▶ [Written exercise]: Pick out every line below that contains the word "Outline", and copy each one. Case counts.

__________

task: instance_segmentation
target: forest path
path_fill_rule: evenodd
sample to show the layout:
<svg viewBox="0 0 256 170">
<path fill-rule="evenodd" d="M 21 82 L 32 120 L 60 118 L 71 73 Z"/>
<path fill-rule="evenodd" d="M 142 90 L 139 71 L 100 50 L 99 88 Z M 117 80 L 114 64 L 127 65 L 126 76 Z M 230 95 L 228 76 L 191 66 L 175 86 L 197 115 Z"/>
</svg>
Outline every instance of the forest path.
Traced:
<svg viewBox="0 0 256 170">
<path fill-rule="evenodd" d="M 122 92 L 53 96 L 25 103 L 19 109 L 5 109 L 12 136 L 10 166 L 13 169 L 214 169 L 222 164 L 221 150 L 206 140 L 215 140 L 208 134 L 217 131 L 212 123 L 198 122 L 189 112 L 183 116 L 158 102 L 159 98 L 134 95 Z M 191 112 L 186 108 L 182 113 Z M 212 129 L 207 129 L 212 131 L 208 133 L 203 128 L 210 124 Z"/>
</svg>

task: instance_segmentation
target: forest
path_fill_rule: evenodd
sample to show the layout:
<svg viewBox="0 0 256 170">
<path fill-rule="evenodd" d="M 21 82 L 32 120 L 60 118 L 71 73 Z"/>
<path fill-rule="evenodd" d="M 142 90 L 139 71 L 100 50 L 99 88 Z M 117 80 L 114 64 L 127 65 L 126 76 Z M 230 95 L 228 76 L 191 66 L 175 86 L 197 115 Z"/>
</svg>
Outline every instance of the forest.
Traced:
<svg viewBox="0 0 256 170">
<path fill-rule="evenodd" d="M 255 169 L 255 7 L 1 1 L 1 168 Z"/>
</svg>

__________

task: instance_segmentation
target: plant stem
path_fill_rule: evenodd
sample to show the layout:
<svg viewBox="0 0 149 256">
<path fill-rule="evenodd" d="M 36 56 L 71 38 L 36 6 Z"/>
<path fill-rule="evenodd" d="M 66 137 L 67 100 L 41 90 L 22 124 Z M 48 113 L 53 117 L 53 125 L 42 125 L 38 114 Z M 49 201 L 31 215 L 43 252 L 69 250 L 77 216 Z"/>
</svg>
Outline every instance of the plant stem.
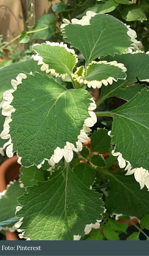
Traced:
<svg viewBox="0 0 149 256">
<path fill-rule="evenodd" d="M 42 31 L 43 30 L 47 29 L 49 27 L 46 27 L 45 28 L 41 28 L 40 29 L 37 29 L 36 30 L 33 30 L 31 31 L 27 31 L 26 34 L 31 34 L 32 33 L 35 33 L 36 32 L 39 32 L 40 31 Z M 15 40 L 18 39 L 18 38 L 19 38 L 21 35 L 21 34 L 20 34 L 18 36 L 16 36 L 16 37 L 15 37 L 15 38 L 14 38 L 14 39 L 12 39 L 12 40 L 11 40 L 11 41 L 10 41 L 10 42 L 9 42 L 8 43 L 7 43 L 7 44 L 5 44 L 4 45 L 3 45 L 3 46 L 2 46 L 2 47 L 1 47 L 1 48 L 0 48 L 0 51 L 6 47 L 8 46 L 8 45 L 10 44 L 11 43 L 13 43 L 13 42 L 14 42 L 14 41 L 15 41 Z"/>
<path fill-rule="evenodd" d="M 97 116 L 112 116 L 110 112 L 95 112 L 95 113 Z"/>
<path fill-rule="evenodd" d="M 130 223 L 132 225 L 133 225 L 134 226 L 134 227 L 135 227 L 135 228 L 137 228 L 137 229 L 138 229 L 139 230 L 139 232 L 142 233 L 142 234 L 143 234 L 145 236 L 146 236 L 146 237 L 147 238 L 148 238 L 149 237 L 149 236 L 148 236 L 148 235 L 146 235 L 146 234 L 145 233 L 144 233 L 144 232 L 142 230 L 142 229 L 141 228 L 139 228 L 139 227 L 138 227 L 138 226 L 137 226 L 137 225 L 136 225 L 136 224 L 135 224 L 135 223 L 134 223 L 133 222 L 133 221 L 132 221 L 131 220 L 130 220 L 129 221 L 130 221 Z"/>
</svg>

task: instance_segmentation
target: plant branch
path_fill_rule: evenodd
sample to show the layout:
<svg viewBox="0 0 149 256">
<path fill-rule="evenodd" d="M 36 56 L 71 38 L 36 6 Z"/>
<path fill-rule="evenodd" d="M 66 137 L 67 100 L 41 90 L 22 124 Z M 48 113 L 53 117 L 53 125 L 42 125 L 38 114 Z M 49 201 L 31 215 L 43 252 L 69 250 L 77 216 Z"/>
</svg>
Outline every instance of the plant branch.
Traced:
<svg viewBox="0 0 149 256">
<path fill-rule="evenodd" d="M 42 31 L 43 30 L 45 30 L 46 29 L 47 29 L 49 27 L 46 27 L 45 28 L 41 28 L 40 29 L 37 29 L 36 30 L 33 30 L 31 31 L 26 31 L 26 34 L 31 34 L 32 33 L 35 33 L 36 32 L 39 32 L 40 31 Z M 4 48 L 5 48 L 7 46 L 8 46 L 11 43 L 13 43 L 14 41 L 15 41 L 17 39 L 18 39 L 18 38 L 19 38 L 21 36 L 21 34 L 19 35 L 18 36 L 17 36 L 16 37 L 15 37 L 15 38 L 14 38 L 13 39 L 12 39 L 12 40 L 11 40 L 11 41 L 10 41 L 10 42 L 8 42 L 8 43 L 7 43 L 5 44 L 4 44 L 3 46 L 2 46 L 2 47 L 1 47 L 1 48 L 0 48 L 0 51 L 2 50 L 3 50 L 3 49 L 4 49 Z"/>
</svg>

__________

▶ [Task solution]:
Outline every instance of the forest path.
Outline every instance of the forest.
Outline every instance of the plant stem.
Outline every instance of the plant branch.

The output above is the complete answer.